[START Extract provided]

Audition Preparation Basics: Beyond the Notes and Rhythms

by Paula Corley

Date Posted: July 27, 2018

Not registered? Create account
Forgot Password?
Or continue with

What do judges value the most in an audition? This is certainly a debatable topic with many answers; however, most would agree that sound and rhythm are on everyone’s list. It is important to have a beautiful sound throughout the full range of your instrument. A confident, centered and connected sound allows you to perform and not just play. After sound is taken into consideration, the player with the most accurate rhythm usually wins. Good rhythm requires an excellent sense of time and pulse. Performers must establish and maintain an obvious steady pulse, especially when multiple subdivisions are present.

1. Build a connected sound with "air between the notes".

Five Note Exercise

Choose five notes that you can perform easily. Record yourself playing these five notes, slurred, at a moderately slow tempo. Listen to the recording and ask yourself these questions:

  • Are the notes connected? Or, is there space and loss of energy at the end of each note?
  • Do all notes have a confident, centered and vibrant sound?

Next, expand with more notes until you can successfully connect one octave, then two octaves, and finally your full range.

  • Do not use written music. Concentrate on what you hear for this exercise.
  • Practice different dynamics, but keep in mind there is a limit to “soft” and to “loud.” Play no louder or softer than you can with a good sound. Remember: record yourself and listen.
  • Notice which notes on your instrument respond easily and those that do not.
  • Pay attention to your fingers. Make sure your fingers are curved and hover just above the keys. Practice in front of a mirror to assess. Good hand position is an on-going process that requires maintenance with regular pattern practice. It is critical when working for connected notes.

Once you have mastered step-wise patterns, apply this same exercise to simple intervals like those shown below. Remember: there should be no break between the notes or difference in sound quality.

2. Develop effective articulation.

Not all music is connected, so well-controlled, defined articulation is also important. A connected sound (described above in 1) is the foundation for good articulation. Air should be continuous. The tongue interrupts but does not stop the air. Air must be present before the tongue releases it (note starts) or interrupts it (multiple notes). Tongue motion should be minimal and not interfere with the tone quality.

  • Tonguing ‘bursts’ can improve articulation consistency, speed, and note starts.
  • Concentrate practice in the middle range first.
  • Minimize tongue motion by practicing at faster tempos first, then slow down.

3. Develop a good sense of time.

Successful performance of common subdivisions is an absolute necessity. Performing the subdivisions separately with a metronome is a good start, but the real skill lies in establishing and controlling multiple subdivisions within any given tempo. Look at the example below from the Bona studies:

Develop this skill by practicing any scale with this rhythmic pattern:

  • Use a metronome.
  • Practice a variety of tempos - slow to fast.
  • Add different articulation.
  • Practice different dynamics.

The most important thing to remember is that successful practice is planned, not random! - Paula Corley

4. Become an educated competitor.

[END Extract provided]
[START Stored data]

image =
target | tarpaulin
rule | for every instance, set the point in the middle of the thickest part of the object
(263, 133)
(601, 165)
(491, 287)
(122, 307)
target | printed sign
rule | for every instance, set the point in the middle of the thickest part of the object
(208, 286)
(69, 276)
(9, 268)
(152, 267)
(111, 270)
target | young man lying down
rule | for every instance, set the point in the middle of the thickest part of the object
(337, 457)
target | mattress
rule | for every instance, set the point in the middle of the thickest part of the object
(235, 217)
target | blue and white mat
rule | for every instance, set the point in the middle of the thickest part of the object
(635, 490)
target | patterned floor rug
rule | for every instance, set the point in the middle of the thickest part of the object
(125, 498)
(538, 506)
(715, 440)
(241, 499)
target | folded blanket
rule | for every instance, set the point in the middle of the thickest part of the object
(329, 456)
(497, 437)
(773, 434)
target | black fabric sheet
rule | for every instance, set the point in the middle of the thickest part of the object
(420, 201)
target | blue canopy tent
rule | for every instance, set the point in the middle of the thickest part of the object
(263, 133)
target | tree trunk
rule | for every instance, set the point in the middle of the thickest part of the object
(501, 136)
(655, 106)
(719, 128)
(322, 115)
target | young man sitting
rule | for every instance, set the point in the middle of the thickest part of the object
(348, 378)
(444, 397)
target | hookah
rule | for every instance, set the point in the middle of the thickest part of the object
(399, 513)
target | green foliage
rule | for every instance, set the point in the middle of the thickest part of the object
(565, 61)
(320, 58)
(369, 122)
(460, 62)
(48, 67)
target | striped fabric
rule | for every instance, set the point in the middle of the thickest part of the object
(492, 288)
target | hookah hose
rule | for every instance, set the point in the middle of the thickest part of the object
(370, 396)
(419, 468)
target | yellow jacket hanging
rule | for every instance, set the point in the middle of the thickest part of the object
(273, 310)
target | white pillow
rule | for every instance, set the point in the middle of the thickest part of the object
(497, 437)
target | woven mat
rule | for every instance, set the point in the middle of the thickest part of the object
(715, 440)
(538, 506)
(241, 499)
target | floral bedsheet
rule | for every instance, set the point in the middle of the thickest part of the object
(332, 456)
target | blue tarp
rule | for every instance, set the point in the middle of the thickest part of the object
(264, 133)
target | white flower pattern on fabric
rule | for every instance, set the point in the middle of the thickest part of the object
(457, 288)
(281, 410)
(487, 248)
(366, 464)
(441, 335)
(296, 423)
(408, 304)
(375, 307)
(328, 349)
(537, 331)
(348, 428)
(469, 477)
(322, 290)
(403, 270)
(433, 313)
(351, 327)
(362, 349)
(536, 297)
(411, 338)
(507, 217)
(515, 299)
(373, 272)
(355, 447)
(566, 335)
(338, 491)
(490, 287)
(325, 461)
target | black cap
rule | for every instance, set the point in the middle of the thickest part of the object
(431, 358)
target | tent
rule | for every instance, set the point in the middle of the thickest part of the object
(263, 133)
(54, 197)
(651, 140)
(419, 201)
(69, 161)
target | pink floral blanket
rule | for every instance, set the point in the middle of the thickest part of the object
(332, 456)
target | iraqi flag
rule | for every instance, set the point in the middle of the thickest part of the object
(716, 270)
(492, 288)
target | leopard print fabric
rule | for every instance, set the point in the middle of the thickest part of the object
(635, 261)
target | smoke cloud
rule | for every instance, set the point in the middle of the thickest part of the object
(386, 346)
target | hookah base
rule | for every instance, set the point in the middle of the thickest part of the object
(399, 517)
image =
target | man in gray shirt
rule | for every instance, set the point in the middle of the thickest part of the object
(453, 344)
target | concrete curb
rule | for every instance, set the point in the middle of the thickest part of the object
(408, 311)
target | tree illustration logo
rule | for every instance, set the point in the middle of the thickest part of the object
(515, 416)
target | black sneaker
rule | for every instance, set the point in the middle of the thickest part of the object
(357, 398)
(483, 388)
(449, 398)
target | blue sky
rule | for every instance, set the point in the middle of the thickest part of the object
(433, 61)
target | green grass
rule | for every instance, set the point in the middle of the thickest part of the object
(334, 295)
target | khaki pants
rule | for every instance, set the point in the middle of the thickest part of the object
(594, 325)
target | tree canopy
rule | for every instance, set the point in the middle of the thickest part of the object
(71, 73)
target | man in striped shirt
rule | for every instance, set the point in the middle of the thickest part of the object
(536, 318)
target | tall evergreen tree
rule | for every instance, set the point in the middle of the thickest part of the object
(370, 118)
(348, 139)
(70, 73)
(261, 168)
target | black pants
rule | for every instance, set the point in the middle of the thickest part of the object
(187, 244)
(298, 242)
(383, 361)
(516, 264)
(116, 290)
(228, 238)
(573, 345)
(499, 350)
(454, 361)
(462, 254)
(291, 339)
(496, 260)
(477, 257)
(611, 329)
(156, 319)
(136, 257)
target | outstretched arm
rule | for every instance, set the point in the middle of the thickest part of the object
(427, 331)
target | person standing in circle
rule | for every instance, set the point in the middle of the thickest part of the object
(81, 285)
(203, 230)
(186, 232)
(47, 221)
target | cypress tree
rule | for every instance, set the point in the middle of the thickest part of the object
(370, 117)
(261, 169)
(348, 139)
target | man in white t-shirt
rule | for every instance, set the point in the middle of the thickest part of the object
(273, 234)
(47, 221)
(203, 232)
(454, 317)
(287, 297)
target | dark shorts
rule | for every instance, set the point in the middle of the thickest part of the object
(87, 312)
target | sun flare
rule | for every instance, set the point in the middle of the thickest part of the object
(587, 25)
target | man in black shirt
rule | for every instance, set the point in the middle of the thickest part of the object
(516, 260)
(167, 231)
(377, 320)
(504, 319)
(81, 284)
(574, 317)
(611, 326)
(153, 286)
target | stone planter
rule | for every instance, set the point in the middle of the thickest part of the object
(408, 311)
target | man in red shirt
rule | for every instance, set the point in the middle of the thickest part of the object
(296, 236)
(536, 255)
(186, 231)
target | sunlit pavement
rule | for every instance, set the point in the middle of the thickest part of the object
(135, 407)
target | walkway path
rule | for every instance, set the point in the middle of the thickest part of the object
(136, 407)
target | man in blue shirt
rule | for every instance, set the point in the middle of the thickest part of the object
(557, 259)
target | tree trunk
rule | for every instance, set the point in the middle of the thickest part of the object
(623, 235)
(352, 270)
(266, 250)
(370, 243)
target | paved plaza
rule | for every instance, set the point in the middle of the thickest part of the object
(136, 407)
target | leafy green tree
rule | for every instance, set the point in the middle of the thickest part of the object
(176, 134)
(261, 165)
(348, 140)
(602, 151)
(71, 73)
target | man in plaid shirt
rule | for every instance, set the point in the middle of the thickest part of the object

[END Stored data]

Prompt:
According to the audition preparation article, why is well-controlled, defined articulation also important? Work from the text by itself, without drawing on the items.

Written reply:
Articulation matters because not all music is connected. A player therefore needs well-controlled, defined articulation as well as a connected sound.